* TASK ITEM
These entries must be printed again exactly as they are.

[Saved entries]
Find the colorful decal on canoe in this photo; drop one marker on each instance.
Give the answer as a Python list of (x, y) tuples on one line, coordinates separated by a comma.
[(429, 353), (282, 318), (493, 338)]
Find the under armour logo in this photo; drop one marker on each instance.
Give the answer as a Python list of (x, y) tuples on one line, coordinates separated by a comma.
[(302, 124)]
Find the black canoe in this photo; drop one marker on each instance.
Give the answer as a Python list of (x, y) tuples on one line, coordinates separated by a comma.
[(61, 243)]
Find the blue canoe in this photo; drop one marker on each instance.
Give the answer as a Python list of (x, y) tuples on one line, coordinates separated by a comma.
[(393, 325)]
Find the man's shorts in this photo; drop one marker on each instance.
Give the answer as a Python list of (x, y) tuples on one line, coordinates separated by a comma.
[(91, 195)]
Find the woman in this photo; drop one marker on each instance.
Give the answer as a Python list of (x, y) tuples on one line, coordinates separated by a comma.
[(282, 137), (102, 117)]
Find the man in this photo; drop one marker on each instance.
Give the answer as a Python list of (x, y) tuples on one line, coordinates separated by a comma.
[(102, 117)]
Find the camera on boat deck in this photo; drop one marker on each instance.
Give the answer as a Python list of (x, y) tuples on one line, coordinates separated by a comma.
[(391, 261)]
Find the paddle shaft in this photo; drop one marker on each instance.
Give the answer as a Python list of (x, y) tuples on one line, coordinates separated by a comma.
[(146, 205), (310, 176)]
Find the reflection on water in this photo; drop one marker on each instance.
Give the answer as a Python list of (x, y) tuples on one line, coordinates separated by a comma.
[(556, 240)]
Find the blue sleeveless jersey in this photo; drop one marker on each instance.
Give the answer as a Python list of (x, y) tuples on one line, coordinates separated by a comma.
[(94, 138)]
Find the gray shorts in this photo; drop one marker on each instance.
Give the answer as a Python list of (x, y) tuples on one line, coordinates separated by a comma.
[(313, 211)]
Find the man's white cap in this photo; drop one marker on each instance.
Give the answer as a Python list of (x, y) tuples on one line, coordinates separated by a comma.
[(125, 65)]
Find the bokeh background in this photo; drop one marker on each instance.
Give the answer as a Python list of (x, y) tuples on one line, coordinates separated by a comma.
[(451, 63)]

* SOLUTION TO THIS TASK
Find the colorful decal on canoe in this photo; drop one marker on each instance.
Give the answer as a Python list of (x, y) tuples on one line, coordinates separated by a comma.
[(429, 353), (282, 318), (493, 338)]
Find the under armour logo in this photo; drop one marker on each instance.
Give the answer as a Python list of (x, y) tuples on one line, coordinates separated by a comma.
[(302, 124)]
Find the black canoe in this photo; drop one marker on each instance.
Give the answer as a Python list of (x, y) tuples on one line, coordinates separated by a comma.
[(61, 243)]
Find the blue canoe in this photo; drop one marker on each instance.
Give the answer as a Python list of (x, y) tuples on one line, coordinates separated by a comma.
[(393, 325)]
Find the man's shorts in this photo; drop one marker on each instance.
Give the answer as a Python list of (x, y) tuples on one line, coordinates separated by a comma.
[(91, 195)]
Find the woman in this photo; drop one marker on each instance.
Give the answer as a Python list of (x, y) tuples on one line, coordinates separated by a comma.
[(282, 137), (102, 117)]
Find the man in this photo; drop one marker on each instance.
Give the answer as a Python list of (x, y) tuples on one line, coordinates separated by a comma.
[(102, 117)]
Find the camera on boat deck in this photo; drop one marker on each instance.
Give the answer as a Python list of (x, y) tuples on one line, coordinates separated by a comma.
[(391, 261)]
Find the paddle shaft in this photo; drop one marker on each instance.
Give the answer as a Python list of (x, y) tuples on one line, coordinates separated by a comma.
[(146, 205), (310, 176)]
Find the reflection on water in this photo; drop one marker on each instance.
Give the answer as a Python list of (x, y) tuples on one line, coordinates separated by a comma.
[(556, 240)]
Find the blue sleeveless jersey in this photo; drop one marker on each instance.
Give the answer as a Python list of (x, y) tuples on one line, coordinates separated by a comma.
[(94, 138)]
Find the gray shorts in this photo; drop one marker on each instance.
Give the answer as a Python list of (x, y) tuples on one line, coordinates separated by a comma.
[(313, 211)]
Find the man's white cap in this photo; drop one marker on each instance.
Give the answer as a Python list of (x, y) tuples on one line, coordinates separated by a comma.
[(125, 65)]
Find the bokeh background in this photo; drop one marker on each instance.
Give the answer as a Python list of (x, y) tuples on one line, coordinates separated by a comma.
[(451, 63)]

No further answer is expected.